→ Directive
Reproduce all of the rows below, substituting "inclusion clicks" for every occurrence of "positive clicks" and leaving everything else unchanged. Omit the pictures from your answer.

[Segmentation mask data]
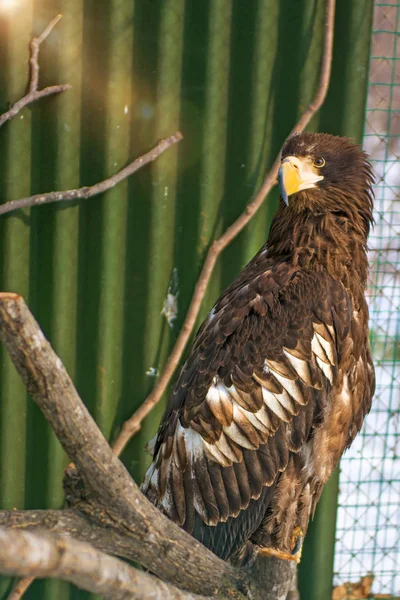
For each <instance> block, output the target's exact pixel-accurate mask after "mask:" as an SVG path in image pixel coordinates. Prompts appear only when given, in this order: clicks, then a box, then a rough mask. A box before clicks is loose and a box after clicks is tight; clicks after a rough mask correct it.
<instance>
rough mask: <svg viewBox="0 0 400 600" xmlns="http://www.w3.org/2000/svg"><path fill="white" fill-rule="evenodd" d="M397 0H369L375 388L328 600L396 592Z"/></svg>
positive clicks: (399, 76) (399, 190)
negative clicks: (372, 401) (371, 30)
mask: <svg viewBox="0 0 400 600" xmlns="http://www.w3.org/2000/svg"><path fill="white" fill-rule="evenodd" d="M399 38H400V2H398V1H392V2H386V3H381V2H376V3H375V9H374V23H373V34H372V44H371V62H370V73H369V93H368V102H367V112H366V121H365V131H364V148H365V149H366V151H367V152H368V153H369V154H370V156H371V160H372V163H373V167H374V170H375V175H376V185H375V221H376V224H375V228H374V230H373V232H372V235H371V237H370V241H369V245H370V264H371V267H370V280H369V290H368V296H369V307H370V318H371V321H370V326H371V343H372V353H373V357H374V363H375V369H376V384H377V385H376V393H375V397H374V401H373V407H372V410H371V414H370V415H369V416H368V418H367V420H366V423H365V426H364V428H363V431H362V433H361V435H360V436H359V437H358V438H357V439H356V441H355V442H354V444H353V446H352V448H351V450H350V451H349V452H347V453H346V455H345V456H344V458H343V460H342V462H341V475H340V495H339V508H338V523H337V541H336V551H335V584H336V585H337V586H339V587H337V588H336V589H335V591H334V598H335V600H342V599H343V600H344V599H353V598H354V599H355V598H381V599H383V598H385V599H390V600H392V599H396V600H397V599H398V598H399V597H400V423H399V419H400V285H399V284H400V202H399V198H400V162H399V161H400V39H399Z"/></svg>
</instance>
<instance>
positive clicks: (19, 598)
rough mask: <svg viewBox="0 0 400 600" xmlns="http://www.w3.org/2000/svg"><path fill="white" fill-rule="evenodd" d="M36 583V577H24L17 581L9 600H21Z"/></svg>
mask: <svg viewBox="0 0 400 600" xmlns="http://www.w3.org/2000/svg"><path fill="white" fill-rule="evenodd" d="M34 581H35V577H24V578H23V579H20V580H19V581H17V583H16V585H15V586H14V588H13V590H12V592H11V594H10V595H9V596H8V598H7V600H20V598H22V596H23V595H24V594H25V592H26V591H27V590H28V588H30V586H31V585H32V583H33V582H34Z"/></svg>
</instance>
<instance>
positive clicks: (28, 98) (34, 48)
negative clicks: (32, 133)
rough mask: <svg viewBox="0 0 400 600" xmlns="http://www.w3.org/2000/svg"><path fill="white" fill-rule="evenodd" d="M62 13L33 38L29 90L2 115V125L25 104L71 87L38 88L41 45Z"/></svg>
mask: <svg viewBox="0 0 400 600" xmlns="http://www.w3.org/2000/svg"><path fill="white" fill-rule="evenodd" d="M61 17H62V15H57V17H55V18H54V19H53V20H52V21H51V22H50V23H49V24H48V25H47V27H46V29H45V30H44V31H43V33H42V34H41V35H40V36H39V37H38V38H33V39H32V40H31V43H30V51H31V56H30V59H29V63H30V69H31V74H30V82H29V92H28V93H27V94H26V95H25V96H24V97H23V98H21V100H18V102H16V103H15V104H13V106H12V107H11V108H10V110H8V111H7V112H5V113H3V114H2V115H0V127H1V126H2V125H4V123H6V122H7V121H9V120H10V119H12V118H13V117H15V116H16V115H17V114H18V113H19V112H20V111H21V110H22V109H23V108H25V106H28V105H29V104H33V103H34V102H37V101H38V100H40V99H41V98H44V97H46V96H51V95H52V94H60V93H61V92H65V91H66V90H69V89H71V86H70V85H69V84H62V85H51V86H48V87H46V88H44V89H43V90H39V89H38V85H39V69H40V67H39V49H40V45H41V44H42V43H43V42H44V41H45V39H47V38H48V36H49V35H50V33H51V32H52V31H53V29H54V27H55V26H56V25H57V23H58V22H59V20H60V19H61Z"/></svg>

→ Exercise output
For each <instance> block, output the target's exact pixel-accurate mask after "mask:" as an SVG path in image pixel coordinates. Prompts appear only when given, in this order: clicks, then a box, then a rough mask. A box before clicks is loose and a box after clicks is tight; clicks after a rough mask correct it.
<instance>
rough mask: <svg viewBox="0 0 400 600" xmlns="http://www.w3.org/2000/svg"><path fill="white" fill-rule="evenodd" d="M397 0H369L375 388L328 600L396 592Z"/></svg>
inclusion clicks: (399, 76) (399, 190)
negative clicks: (372, 401) (371, 30)
mask: <svg viewBox="0 0 400 600" xmlns="http://www.w3.org/2000/svg"><path fill="white" fill-rule="evenodd" d="M399 38H400V2H398V1H392V2H386V3H381V2H376V3H375V9H374V23H373V34H372V44H371V62H370V73H369V93H368V102H367V112H366V121H365V131H364V148H365V149H366V151H367V152H368V153H369V154H370V156H371V160H372V163H373V167H374V170H375V175H376V185H375V221H376V224H375V228H374V230H373V232H372V235H371V237H370V241H369V245H370V264H371V267H370V280H369V290H368V296H369V307H370V318H371V321H370V326H371V343H372V353H373V357H374V363H375V369H376V384H377V385H376V393H375V397H374V401H373V407H372V410H371V414H370V415H369V416H368V418H367V420H366V423H365V426H364V428H363V431H362V433H361V435H360V436H359V437H358V438H357V439H356V441H355V442H354V444H353V446H352V448H351V450H350V451H349V452H347V453H346V455H345V456H344V458H343V460H342V462H341V475H340V495H339V508H338V523H337V541H336V551H335V584H336V585H337V586H339V587H337V588H336V589H335V591H334V598H335V600H342V599H343V600H344V599H353V598H354V599H355V598H381V599H383V598H385V599H390V600H392V599H396V600H397V599H398V598H399V597H400V423H399V419H400V285H399V284H400V202H399V198H400V162H399V161H400V39H399Z"/></svg>
</instance>
<instance>
inclusion clicks: (19, 598)
rough mask: <svg viewBox="0 0 400 600" xmlns="http://www.w3.org/2000/svg"><path fill="white" fill-rule="evenodd" d="M36 583V577H24L17 581L9 600H21Z"/></svg>
mask: <svg viewBox="0 0 400 600" xmlns="http://www.w3.org/2000/svg"><path fill="white" fill-rule="evenodd" d="M34 581H35V577H24V578H23V579H20V580H19V581H17V583H16V585H15V586H14V588H13V590H12V592H11V594H10V595H9V596H8V598H7V600H20V598H22V596H23V595H24V594H25V592H26V591H27V590H28V588H30V586H31V585H32V583H33V582H34Z"/></svg>
</instance>
<instance>
inclusion clicks: (28, 98) (34, 48)
negative clicks: (32, 133)
rough mask: <svg viewBox="0 0 400 600" xmlns="http://www.w3.org/2000/svg"><path fill="white" fill-rule="evenodd" d="M62 13L33 38L29 90L2 115V125L25 104L71 87L38 88L41 45Z"/></svg>
mask: <svg viewBox="0 0 400 600" xmlns="http://www.w3.org/2000/svg"><path fill="white" fill-rule="evenodd" d="M61 17H62V15H57V17H55V18H54V19H53V20H52V21H51V22H50V23H49V24H48V25H47V27H46V29H45V30H44V31H43V33H42V34H41V35H40V36H39V37H38V38H33V39H32V40H31V43H30V51H31V56H30V59H29V63H30V69H31V74H30V82H29V92H28V93H27V94H26V95H25V96H24V97H23V98H21V100H18V102H16V103H15V104H13V106H12V107H11V108H10V110H8V111H7V112H5V113H3V114H2V115H0V127H1V126H2V125H4V123H6V122H7V121H9V120H10V119H12V118H13V117H15V116H16V115H17V114H18V113H19V112H20V111H21V110H22V109H23V108H25V106H28V105H29V104H33V103H34V102H37V101H38V100H40V99H41V98H44V97H46V96H51V95H52V94H60V93H61V92H65V91H66V90H69V89H71V86H70V85H69V84H62V85H51V86H48V87H46V88H44V89H43V90H39V89H38V85H39V69H40V67H39V49H40V45H41V44H42V43H43V42H44V41H45V39H47V38H48V36H49V35H50V33H51V32H52V31H53V29H54V27H55V26H56V25H57V23H58V22H59V20H60V19H61Z"/></svg>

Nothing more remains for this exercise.